▸ **Task goal**
Keep the pictures out of the copy and repeat the records exactly.

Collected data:
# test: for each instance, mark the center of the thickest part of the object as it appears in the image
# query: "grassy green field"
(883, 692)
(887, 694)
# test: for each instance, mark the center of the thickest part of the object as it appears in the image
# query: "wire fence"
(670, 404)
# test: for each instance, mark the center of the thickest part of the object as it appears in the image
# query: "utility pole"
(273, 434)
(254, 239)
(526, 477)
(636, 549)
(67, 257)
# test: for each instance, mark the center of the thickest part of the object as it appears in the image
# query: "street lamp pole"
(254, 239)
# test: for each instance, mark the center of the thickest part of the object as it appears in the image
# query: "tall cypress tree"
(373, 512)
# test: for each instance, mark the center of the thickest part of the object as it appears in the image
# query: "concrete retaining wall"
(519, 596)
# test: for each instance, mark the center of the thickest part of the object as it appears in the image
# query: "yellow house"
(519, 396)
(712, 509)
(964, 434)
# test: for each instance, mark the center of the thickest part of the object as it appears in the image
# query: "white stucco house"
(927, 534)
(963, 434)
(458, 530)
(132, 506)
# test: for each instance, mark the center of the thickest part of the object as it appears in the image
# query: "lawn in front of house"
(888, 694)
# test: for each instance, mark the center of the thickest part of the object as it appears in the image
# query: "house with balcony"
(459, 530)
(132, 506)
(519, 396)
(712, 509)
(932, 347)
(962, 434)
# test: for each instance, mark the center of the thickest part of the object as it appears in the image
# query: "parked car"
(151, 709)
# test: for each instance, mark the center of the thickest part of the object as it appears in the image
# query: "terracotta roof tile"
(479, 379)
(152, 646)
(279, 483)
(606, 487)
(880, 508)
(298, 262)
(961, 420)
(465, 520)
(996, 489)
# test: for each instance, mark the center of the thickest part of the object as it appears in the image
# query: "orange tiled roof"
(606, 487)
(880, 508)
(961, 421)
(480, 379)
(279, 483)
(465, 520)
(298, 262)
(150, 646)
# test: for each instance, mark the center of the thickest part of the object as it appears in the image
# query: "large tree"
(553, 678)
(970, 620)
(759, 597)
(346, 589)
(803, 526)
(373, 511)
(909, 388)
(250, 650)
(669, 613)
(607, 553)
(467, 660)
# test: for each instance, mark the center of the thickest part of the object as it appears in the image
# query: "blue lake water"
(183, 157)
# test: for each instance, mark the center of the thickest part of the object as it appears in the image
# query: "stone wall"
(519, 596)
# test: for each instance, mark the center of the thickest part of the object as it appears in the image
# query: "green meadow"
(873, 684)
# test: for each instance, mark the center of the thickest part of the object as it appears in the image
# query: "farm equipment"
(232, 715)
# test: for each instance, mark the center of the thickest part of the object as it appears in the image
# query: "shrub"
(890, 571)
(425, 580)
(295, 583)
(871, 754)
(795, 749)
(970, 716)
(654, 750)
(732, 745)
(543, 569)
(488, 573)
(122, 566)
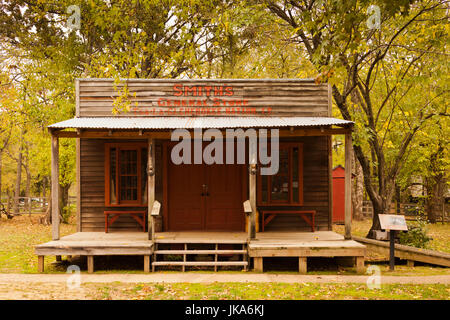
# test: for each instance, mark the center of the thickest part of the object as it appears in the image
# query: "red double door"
(205, 197)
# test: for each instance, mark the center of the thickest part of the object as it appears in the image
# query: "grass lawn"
(439, 232)
(19, 235)
(225, 291)
(278, 291)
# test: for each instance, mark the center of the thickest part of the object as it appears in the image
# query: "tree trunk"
(1, 154)
(28, 183)
(358, 191)
(18, 180)
(64, 202)
(46, 219)
(435, 197)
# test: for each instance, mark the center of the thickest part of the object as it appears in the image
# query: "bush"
(67, 213)
(416, 236)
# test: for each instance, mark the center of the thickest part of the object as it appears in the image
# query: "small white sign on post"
(247, 207)
(392, 222)
(156, 208)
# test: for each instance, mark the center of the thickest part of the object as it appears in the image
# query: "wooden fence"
(30, 205)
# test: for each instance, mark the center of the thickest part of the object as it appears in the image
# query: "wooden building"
(132, 199)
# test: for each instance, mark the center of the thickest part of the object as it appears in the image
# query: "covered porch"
(301, 245)
(250, 244)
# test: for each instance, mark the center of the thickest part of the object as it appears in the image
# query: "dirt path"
(216, 277)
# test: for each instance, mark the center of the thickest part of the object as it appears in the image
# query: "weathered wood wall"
(163, 97)
(92, 176)
(315, 188)
(315, 182)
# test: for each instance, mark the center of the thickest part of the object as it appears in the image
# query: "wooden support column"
(302, 265)
(146, 263)
(348, 185)
(360, 265)
(258, 264)
(151, 187)
(252, 198)
(40, 264)
(55, 187)
(90, 264)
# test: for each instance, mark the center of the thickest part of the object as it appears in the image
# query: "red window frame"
(123, 146)
(272, 203)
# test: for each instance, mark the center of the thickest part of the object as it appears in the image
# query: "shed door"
(205, 197)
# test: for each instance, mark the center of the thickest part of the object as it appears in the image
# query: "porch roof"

▸ **Exercise result**
# test: for each instance, mark the center of the thickest part of the object as it appears in the image
# query: "grassy green field"
(883, 692)
(887, 694)
# test: for each instance, mark the center of the thickest part of the object as it appears in the image
# query: "wire fence"
(670, 404)
# test: for each instance, mark the center of the thickest part of the object as it appears in the image
# query: "utility pole"
(273, 434)
(254, 239)
(526, 477)
(636, 549)
(67, 257)
# test: for each instance, mark the center of the thickest part of the object as it appears in the image
# query: "street lamp pole"
(254, 239)
# test: for each instance, mark the center of the thickest part of the object as it appears in the image
# query: "tall cypress tree"
(373, 512)
# test: for each instance, mark the center of the thickest part of the object as it appears in the image
# query: "concrete retaining wall"
(519, 596)
# test: for each instance, mark the center of the thickest part of the object as it appears in the image
# query: "yellow house"
(519, 396)
(712, 509)
(964, 434)
# test: for each instance, mark the center of the thickest part of the object as it appears in the image
# query: "white stucco house"
(927, 534)
(963, 434)
(458, 530)
(132, 506)
# test: for each instance, mark the center of the thickest part of the object as it appears in the image
# query: "lawn in front of house"
(888, 694)
# test: for each instance, mark the center of the thickest part of the object as it appears in the image
# query: "house with balcony"
(459, 530)
(132, 506)
(519, 396)
(712, 509)
(932, 347)
(962, 434)
# test: for each instance, mark the center of the thickest part of the object as it appears in the image
# query: "parked car"
(151, 709)
# test: for each instance, mark the center of the thickest part of the object as it appears in the image
# query: "terracotta roof tile"
(479, 379)
(152, 646)
(279, 483)
(606, 487)
(880, 508)
(298, 262)
(961, 420)
(465, 520)
(996, 489)
# test: for each instance, mark the center of the thickest part of the object as it appears in the image
# query: "orange tiled roof"
(606, 487)
(880, 508)
(961, 421)
(480, 379)
(279, 483)
(465, 520)
(298, 262)
(150, 646)
# test: for each instance, mark the center of the thickest part of the object as it appears in the image
# query: "large tree"
(553, 678)
(970, 620)
(759, 597)
(346, 589)
(803, 526)
(373, 511)
(909, 388)
(250, 650)
(669, 613)
(607, 553)
(467, 660)
# test: for each instance, mark the center of the thickest part of the object as it appears in the image
# query: "blue lake water"
(183, 157)
# test: for each instance, mark the center of the thickest part of the object as it appears in the image
# query: "stone wall"
(519, 596)
# test: for each instance, mark the center of the thickest part of the object as it appears in the image
# query: "green meadow"
(873, 684)
# test: for each instance, mark the center of the thickest part of the object as it appears in the image
# query: "farm equipment"
(232, 715)
# test: for each instance, mark the center of the thickest part of the object as it appears in the image
# query: "shrub"
(890, 571)
(425, 580)
(295, 583)
(871, 754)
(795, 749)
(970, 716)
(654, 750)
(732, 745)
(543, 569)
(488, 573)
(122, 566)
# test: for each instance, mark the center of the thickest part of the object as it appears in the image
# query: "red double door"
(205, 197)
# test: for each instance, mark the center of the thickest part of the object as it appears in the image
# query: "grass lawn"
(439, 232)
(19, 235)
(225, 291)
(278, 291)
# test: for each instance, mark the center of the thickest part of the object as it appears in the image
# query: "tree trunk"
(1, 154)
(28, 183)
(358, 191)
(18, 180)
(64, 202)
(46, 219)
(435, 197)
# test: for each instance, mark the center of the thickest part of the object as it appears in the image
# query: "bush"
(67, 213)
(416, 236)
# test: for each instance, mark the center of the thickest part of the object as it appears in the image
# query: "small white sign on post"
(247, 207)
(392, 222)
(156, 208)
# test: for each instance, mark the center of the thickest part of the object as it appears in the image
# query: "wooden fence"
(30, 205)
# test: for each instance, mark the center of the thickest part of the object as it appears in the image
# query: "wooden building"
(132, 199)
# test: for each instance, mark the center of the thickest part of the object as it appears in the image
# query: "covered porch"
(301, 245)
(250, 244)
# test: for each instance, mark the center of the thickest part of the object as it appears in the image
# query: "dirt path"
(216, 277)
# test: for each instance, mark the center of the thickest part of the object as it appears in the image
# query: "weathered wood wall"
(163, 97)
(92, 176)
(315, 188)
(315, 182)
# test: for each instance, mark the center of the thickest part of the object as it appears in the image
# query: "wooden support column"
(302, 265)
(146, 263)
(348, 185)
(360, 265)
(258, 264)
(151, 187)
(252, 198)
(40, 264)
(55, 187)
(90, 264)
# test: for each instance, mark the center of the thickest part of the object as it appears in the image
# query: "red window frame"
(123, 146)
(272, 203)
# test: for each instance, mark the center of the thickest part of the object as it appears in the image
# query: "shed door"
(205, 197)
# test: for each instance, mark the center of the thickest part of the object as it appears in the image
# query: "porch roof"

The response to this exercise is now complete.